WORK TASK —
State how many lines in the listing include the word "green", and give no other text.

|---|

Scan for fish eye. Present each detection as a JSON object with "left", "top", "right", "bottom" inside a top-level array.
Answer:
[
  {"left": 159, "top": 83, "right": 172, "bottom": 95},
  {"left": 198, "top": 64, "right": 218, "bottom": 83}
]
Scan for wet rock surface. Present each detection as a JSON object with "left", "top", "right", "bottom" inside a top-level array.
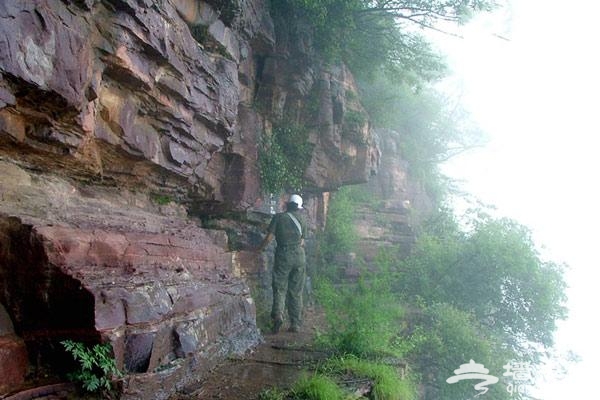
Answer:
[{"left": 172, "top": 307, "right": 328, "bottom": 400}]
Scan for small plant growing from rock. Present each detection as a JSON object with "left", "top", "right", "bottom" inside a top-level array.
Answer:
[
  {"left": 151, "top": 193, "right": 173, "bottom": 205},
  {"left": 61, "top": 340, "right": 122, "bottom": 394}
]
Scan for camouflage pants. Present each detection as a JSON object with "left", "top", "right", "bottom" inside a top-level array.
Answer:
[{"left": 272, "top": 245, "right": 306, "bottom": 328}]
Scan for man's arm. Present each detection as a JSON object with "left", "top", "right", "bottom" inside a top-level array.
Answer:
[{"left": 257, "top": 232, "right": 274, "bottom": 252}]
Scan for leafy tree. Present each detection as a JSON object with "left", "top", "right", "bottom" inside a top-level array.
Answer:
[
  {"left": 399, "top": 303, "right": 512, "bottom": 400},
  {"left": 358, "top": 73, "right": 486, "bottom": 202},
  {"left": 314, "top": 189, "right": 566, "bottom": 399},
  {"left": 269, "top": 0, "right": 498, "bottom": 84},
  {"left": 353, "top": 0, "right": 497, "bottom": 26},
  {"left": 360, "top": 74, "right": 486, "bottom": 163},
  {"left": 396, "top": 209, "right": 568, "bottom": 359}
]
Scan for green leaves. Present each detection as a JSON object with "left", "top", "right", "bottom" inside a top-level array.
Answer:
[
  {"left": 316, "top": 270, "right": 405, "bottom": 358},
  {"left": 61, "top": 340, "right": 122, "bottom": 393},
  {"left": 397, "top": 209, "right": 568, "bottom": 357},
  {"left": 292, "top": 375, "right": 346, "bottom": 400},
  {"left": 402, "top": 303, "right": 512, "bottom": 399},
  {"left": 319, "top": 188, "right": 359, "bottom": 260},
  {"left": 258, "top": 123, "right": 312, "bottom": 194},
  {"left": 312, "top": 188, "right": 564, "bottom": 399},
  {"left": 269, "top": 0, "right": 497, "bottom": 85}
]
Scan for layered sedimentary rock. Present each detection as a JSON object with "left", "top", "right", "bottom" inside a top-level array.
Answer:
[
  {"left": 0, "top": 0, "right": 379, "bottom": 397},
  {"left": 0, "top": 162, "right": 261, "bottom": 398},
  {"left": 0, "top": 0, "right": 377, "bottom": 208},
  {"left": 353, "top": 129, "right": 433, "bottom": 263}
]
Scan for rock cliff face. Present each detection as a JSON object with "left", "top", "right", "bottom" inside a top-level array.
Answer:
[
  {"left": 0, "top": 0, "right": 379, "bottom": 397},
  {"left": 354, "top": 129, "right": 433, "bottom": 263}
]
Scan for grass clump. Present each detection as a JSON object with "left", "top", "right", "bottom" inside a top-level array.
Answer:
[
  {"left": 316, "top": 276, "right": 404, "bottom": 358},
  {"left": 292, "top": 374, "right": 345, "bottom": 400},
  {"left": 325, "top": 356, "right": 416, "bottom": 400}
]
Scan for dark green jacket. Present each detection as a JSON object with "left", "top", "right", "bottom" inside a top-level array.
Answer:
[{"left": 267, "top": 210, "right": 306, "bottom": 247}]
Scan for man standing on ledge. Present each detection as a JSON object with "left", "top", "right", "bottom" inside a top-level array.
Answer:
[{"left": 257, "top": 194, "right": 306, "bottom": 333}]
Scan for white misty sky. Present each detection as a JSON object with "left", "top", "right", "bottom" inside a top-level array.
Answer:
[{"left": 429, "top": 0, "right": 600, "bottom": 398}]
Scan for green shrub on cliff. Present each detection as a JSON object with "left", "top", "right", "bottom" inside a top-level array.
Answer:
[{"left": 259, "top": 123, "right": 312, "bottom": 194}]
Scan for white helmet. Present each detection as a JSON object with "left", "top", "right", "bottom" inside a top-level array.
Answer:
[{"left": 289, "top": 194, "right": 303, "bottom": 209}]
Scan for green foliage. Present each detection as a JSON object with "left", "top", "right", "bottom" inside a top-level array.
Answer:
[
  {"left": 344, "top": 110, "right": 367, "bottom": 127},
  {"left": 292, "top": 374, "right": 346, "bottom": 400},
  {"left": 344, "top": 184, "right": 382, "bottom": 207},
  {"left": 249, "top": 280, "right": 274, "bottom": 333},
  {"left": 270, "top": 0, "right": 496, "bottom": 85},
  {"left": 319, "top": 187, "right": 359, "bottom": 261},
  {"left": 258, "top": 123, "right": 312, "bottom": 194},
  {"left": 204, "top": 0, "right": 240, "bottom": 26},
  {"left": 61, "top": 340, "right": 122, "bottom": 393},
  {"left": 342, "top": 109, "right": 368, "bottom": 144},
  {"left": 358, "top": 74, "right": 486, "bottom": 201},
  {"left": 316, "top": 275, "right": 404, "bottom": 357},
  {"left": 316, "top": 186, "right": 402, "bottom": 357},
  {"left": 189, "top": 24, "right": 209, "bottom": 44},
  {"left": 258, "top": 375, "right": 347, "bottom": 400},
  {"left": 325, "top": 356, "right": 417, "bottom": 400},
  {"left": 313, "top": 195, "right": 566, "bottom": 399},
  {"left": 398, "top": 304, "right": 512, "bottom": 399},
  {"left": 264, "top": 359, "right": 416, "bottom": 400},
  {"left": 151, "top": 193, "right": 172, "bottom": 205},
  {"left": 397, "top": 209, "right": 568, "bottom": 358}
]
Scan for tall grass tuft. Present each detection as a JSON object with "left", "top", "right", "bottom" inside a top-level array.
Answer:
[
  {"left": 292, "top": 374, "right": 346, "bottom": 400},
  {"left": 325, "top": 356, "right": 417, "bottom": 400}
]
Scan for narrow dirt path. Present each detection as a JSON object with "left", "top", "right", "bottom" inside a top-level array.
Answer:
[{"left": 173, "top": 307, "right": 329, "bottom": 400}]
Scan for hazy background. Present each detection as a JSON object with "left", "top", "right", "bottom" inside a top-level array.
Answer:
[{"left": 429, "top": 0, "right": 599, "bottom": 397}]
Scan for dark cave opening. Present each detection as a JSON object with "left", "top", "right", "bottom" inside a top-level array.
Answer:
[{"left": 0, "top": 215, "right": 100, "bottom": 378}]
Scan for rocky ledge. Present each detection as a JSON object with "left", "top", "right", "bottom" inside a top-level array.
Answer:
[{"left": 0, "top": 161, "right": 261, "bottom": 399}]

|---|

FINISHED TASK —
4